EXERCISE BRIEF:
In the listing below, find the line containing "Practice step: identify the curved". Write out that line and every line after it to the end, exactly and only those.

EXERCISE MATERIALS:
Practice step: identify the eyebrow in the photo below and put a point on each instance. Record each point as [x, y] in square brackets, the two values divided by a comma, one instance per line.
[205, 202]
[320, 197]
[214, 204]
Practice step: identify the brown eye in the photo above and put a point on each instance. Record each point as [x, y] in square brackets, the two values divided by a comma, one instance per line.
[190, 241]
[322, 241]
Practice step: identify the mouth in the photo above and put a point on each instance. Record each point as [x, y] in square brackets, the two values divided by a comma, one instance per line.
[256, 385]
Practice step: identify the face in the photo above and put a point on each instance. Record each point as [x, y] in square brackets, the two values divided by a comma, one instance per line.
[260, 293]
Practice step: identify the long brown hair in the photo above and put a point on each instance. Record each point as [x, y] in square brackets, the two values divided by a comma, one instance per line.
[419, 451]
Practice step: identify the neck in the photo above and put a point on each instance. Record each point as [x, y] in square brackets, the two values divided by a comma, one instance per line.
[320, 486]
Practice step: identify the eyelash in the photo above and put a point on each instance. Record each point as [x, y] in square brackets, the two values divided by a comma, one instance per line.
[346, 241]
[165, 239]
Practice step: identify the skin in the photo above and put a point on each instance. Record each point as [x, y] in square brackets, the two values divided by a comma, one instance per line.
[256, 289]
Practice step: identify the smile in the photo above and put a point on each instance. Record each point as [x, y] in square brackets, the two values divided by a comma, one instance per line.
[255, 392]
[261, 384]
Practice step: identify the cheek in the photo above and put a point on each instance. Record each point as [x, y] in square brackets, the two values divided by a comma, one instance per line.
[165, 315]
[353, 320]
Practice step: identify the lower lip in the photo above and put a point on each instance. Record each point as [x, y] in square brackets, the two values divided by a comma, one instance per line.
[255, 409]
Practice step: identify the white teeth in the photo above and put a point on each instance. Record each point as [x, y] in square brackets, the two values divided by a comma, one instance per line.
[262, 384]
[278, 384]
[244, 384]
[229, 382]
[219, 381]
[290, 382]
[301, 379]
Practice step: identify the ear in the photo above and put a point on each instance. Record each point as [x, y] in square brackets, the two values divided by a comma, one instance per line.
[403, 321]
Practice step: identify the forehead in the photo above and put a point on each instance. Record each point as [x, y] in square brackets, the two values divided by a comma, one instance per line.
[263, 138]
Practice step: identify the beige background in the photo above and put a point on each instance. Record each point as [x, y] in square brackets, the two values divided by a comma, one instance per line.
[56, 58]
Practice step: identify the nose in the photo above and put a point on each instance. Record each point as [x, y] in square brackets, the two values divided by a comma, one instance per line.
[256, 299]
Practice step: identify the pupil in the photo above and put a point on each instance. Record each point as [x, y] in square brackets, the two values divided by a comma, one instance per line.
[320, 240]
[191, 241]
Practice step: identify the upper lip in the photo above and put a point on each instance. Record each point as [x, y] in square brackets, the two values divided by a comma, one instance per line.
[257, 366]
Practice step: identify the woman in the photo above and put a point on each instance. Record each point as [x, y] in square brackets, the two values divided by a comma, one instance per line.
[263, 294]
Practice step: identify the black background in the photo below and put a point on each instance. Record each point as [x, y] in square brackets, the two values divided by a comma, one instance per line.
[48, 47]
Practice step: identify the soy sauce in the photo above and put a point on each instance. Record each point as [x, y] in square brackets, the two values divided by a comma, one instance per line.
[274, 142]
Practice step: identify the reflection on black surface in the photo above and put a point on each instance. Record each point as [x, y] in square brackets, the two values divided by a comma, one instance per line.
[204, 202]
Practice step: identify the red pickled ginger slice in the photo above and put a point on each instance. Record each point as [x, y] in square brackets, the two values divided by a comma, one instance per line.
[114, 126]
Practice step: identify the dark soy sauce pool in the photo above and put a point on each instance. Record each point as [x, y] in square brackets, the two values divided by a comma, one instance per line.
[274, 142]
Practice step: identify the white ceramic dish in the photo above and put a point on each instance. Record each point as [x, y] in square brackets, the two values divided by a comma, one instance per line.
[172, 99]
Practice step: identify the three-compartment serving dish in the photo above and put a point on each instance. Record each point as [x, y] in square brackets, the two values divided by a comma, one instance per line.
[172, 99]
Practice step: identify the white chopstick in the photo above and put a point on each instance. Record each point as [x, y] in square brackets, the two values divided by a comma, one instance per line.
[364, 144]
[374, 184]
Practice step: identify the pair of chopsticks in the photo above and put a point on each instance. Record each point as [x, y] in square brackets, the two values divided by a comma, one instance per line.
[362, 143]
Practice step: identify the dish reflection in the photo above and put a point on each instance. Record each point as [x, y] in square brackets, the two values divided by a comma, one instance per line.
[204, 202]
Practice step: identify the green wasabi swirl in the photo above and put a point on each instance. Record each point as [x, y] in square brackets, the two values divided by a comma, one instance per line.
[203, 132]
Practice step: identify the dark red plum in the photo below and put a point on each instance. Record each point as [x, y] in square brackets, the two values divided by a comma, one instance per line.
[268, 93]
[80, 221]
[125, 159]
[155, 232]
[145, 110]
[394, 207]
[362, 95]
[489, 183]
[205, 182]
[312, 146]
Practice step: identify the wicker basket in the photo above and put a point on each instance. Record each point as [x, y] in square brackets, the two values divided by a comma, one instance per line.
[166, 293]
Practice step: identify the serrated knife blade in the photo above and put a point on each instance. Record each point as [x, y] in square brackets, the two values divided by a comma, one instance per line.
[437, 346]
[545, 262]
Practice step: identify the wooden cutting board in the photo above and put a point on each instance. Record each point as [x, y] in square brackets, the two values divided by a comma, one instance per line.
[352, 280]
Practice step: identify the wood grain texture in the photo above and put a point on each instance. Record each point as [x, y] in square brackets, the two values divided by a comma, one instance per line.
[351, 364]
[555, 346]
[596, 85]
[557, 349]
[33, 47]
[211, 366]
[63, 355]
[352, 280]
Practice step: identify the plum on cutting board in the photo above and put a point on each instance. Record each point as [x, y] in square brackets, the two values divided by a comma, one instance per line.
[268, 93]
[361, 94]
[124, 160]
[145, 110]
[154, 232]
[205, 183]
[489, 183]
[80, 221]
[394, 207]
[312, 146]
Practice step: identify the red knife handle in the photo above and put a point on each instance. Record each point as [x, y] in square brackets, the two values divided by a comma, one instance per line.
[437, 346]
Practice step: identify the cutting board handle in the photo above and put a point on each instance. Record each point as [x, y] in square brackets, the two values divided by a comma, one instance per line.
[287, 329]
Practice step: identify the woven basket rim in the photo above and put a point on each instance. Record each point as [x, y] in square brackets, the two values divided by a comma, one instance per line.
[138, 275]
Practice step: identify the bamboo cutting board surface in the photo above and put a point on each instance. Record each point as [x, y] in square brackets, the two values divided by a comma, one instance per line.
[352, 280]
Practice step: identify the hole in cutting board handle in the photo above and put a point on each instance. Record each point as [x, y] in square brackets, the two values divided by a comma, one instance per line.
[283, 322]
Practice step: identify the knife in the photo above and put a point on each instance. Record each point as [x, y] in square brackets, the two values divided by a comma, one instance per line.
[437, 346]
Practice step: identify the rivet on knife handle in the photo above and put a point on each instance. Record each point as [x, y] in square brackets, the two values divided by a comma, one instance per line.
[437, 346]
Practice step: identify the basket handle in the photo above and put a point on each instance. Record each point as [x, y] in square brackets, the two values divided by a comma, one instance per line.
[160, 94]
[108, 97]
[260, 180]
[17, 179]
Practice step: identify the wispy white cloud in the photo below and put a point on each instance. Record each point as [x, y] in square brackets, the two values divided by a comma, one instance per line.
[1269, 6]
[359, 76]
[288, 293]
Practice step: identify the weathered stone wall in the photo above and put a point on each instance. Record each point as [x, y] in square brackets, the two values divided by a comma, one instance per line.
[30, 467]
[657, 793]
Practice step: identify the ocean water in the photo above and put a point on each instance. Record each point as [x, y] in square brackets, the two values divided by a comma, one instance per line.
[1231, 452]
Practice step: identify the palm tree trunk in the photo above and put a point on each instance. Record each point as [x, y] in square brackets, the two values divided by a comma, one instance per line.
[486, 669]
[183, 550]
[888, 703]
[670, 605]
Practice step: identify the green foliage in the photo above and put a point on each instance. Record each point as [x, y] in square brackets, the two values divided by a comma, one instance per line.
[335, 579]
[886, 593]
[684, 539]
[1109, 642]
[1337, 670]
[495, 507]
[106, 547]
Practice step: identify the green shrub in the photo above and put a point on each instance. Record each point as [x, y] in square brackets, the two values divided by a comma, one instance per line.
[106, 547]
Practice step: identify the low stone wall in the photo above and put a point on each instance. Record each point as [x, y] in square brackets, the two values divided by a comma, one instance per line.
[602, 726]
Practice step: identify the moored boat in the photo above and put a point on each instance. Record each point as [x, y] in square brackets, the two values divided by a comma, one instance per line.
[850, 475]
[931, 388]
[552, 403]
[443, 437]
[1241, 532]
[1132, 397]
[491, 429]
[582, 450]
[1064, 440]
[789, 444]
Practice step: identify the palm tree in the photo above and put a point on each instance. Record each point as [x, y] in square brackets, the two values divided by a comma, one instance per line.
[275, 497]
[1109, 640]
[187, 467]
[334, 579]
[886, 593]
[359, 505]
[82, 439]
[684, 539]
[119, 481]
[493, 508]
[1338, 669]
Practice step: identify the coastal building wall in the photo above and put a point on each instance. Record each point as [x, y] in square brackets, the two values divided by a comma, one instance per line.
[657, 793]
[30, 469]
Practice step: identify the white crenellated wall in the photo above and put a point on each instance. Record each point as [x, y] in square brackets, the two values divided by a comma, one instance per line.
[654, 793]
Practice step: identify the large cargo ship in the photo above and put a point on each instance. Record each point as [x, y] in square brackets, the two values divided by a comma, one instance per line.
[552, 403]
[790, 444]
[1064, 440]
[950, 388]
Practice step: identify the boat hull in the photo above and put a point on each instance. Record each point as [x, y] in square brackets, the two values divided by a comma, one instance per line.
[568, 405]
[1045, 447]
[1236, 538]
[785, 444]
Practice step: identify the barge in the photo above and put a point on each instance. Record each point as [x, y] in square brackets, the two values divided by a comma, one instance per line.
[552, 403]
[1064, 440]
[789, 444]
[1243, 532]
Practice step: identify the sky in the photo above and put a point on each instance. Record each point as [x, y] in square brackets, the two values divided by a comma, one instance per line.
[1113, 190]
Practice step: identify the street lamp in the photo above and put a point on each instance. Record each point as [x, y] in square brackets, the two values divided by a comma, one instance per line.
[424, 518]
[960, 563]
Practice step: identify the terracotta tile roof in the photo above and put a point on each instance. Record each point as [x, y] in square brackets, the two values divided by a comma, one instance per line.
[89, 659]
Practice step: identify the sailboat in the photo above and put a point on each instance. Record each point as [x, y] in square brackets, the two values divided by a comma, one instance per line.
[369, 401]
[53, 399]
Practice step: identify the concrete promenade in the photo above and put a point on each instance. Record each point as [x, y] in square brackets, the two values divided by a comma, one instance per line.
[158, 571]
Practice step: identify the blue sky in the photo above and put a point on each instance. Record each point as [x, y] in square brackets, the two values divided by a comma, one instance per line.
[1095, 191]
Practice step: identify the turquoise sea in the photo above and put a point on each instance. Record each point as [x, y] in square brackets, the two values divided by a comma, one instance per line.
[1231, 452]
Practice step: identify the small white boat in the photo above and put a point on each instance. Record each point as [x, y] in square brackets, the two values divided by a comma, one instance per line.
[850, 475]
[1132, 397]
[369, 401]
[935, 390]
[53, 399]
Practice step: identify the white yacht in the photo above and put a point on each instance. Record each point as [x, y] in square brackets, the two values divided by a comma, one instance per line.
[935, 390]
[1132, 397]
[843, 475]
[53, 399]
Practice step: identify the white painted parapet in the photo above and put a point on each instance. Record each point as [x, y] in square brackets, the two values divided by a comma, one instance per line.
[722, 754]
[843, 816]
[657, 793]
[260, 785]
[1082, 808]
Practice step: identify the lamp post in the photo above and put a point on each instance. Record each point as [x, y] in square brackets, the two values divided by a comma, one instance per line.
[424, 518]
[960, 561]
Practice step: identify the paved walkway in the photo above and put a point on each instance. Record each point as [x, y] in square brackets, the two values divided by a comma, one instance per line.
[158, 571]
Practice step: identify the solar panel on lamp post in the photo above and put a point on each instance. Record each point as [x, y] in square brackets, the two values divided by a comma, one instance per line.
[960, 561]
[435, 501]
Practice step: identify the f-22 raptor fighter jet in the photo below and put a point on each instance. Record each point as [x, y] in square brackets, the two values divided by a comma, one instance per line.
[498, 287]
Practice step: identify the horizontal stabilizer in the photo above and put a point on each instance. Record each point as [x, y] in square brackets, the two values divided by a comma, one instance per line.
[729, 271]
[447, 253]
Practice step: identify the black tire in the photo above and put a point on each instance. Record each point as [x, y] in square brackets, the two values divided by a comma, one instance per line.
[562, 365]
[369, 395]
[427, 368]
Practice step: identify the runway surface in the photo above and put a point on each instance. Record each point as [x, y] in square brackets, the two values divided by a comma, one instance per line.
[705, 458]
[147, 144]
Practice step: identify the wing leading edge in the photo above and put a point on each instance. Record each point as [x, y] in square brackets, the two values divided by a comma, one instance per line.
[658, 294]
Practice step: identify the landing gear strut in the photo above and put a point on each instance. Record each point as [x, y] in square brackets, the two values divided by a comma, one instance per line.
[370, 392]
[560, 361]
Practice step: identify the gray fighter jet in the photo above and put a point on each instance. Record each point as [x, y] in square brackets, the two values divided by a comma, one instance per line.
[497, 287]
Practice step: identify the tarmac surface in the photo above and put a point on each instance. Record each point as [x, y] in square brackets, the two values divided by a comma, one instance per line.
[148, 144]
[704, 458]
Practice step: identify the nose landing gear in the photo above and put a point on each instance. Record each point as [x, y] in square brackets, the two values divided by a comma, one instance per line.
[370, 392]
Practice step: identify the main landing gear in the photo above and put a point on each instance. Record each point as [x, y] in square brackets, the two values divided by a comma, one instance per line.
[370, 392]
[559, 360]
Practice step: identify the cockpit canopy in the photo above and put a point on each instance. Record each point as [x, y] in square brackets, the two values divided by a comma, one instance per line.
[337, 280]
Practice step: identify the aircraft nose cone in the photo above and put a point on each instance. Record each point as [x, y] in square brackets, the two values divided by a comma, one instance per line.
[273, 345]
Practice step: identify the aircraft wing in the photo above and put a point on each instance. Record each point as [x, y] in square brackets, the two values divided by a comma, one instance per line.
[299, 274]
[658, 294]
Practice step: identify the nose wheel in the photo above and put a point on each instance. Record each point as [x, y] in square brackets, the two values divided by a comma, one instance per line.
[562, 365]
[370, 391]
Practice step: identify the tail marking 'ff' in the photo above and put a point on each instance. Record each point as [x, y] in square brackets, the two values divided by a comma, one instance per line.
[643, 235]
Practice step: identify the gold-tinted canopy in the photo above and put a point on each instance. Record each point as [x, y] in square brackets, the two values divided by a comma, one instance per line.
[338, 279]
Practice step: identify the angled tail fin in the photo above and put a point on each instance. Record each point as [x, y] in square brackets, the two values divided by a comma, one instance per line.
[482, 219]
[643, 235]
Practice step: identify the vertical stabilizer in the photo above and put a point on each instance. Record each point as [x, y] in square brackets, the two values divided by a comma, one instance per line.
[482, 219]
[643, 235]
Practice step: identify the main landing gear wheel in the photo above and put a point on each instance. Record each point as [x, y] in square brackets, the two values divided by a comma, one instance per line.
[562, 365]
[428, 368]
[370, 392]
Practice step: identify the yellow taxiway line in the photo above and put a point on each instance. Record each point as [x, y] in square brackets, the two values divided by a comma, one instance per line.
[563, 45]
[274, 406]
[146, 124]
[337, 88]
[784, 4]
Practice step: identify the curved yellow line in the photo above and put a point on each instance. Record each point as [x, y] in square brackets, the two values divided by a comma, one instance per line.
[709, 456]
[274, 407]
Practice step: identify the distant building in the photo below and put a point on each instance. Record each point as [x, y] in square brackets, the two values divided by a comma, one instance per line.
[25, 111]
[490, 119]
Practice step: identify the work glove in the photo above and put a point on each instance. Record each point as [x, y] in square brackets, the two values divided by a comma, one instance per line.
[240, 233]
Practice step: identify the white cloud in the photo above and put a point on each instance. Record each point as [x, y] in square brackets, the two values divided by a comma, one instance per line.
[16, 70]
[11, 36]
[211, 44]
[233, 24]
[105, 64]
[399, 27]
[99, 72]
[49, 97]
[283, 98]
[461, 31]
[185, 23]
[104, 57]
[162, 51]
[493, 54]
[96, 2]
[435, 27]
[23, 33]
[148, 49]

RESULT OF THE EXERCISE:
Practice step: identify the curved yellow line in the photo above and put a point on each instance. Record each point as [x, y] in square brackets, the two values divided by a comma, one instance per line.
[709, 456]
[274, 407]
Practice step: identify the distant building in the photo below and put a point on each instance. Record each point as [x, y] in square brackets, the two values divided by a comma, one instance per line.
[25, 111]
[490, 119]
Practice step: identify the work glove in the photo above and put a point on each instance. Record each point as [x, y] in square brackets, the two values divided by a comma, one instance per line.
[240, 233]
Practice step: identify the white cloud in the photo above and put a point on each instance. Record each point as [x, y] in square brackets, the two values divided by a comma, one instance per line.
[16, 70]
[11, 36]
[211, 44]
[233, 24]
[105, 64]
[399, 27]
[99, 72]
[49, 97]
[283, 98]
[461, 31]
[185, 23]
[104, 57]
[162, 51]
[493, 54]
[96, 2]
[435, 27]
[23, 33]
[148, 49]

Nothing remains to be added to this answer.